§ DOCUMENT
---

The 1936 paper focuses on a "challenge problem" posed in 1928 by the venerable German mathematician, David Hilbert. This problem is referred to in German as the Entscheidungsproblem, in English "the decision problem." Its spirit is something like: Can big hunks of modern mathematics be derived from postulates, like Euclidean geometry? The logician Alonzo Church solved this problem (the answer: "usually not") and published his results some months ahead of Turing. Normally, this would be a disaster for a young graduate student, and Turing was disappointed. However, the actual "result" was far less important than Turing's method of proof and his overall perspective (which were different from Church's).
In his paper, Turing defines an abstract "machine" -- now always referred to as a Turing machine -- and he then proceeds by reinterpreting the decision problem in terms of different possible ways his machine might function. Turing wrote his paper on two levels: he establishes the mathematical result that is the "official" point of the paper, but he also describes his vision for a computer as we know it today. Much of his explanatory language is less dauntingly technical than a typical mathematics research paper, as if Turing is hoping for a more general audience. Hilton notes in his memoir, Reminiscences of a Codebreaker: "What very few knew then [in 1936], and somewhat more know now [in 1998], is that, even in those early days, his machine was not merely, in his mind, a metaphor but also a blueprint for a machine which could actually be built, that is, a computer."
"Computing Machinery and Intelligence" was written for the philosophy journal, Mind. By 1950, Turing had hands-on experience building and working with digital computers, so in this paper he can give an even better conceptual overview of their design. To most people in the 1950's who knew about computers, they were simply "computers," that is, devices for generating tables of numbers using mathematical formulas. Although wonderfully more powerful than the human "computers" that preceded them -- the word was first used in English in 1613 to refer to people who compute -- they were crude and slow by the standards of the Twenty-first Century.
Imagining one of these early computers to be a "thinking machine
" is a remarkable extrapolation. Turing proposes a clarification of what
it would mean for a computer to think (afterward, called the Turing test), formulates
responses to various objections to the idea that a machine might think, estimates
how large a memory and how fast a processor a thinking computer would have to have,
and finally considers how a machine might be programmed to learn.
In this paper, Turing makes the overly optimistic prediction
that human-level machine intelligence would be achieved in fifty years; that
is, by the year 2000. The field of artificial intelligence (AI) was founded six
years after "Computing Machinery and Intelligence" was published (and
two years after his death). Many of his ideas were further developed in the following
decades, especially his perspective that thinking was "logic
processing," that is, a step-by-step application of rules and deductive
reasoning. AI has achieved many fine successes, but the development of
human-level thinking machines remains elusive.

---

§ SUPPLIED DATA

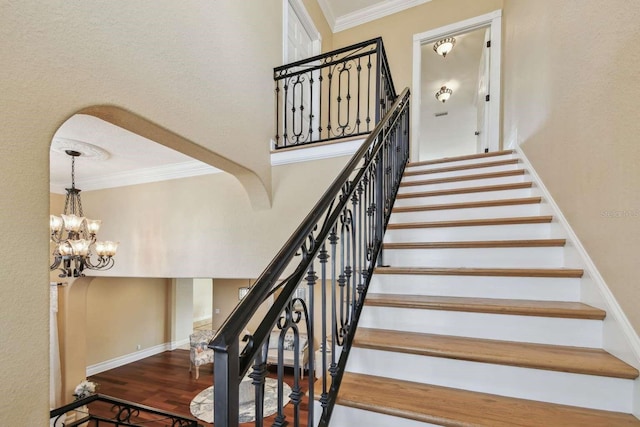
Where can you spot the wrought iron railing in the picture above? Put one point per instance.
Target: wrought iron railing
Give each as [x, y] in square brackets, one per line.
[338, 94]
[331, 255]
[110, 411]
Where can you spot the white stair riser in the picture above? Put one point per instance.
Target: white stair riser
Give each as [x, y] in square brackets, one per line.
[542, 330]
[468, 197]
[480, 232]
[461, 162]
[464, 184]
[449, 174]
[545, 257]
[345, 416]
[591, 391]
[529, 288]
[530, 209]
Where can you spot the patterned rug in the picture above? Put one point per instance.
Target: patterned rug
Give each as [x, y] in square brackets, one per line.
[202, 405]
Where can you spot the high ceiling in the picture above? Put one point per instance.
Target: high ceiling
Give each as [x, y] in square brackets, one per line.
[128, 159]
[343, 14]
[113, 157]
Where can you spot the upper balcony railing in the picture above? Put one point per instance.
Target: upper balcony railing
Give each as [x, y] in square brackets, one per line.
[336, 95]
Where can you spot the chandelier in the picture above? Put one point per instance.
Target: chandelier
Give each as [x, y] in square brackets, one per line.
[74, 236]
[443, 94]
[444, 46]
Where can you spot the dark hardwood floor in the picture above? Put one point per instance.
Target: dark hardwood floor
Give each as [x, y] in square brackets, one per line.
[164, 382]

---

§ SET EXERCISE 1
In the passage on Turing's papers, which four things does Turing do in "Computing Machinery and Intelligence"? List them all.
§ SET EXERCISE 2
Pick up the passage on Turing's papers from where it stops and continue it.

§ WRITTEN ANSWER 1
- He proposes a clarification of what it would mean for a computer to think (afterward called the Turing test).
- He formulates responses to various objections to the idea that a machine might think.
- He estimates how large a memory and how fast a processor a thinking computer would have to have.
- He considers how a machine might be programmed to learn.

§ WRITTEN ANSWER 2
In 1952, Turing's house was robbed. He reported the theft to
the police, who, in the course of their investigation, uncovered evidence that
he was having a relationship with one of the men associated with the robbery. Turing
was charged with homosexuality and eventually convicted of the
"crime." The hormone treatment he was forced to undergo as an
alternative to prison was not his only penalty. He lost his British security
clearance and thereby his access to government support for his research. The
U.S. authorities refused to grant him a visa, on the grounds that he was a
felon, to continue joint work at Princeton. Isolated, lonely, and depressed, he
committed suicide on June 7, 1954.
Britain hounded its war-hero genius to death because he was
gay. Of course, no citizen should be so persecuted. Still, I can't help but be astonished
by yet another example of the self-destruction implicit in a tribe's impulse to
repress its outliers. Turing's colleague, Jack Good, summarized this way (as
quoted in Hilton's memoir): "Fortunately, the authorities at Bletchley
Park had no idea Turing was a homosexual; otherwise, we might have lost the
war."

Where did the leggo computer come from and can you point to more detail please
Posted by: Roy Vannini | September 25, 2009 at 02:31 PM
The Leggo Turing machine is from http://www.mapageweb.umontreal.ca/cousined/lego/5-Machines/Turing/Turing.html
Posted by: Alex Morgan | September 25, 2009 at 03:15 PM
I've played around with the Leggo Turing machine. It's lots of fun.
Your story reminds me of when I was in college and one of my friends was talking about a graduate school he really wanted to attend. When somebody asked him "You applied?"
He responded "No, theoretical."
Posted by: The Science Pundit | September 27, 2009 at 08:21 PM
"otherwise, we might have lost the war.." Who, the British? I think that is probably an exaggeration.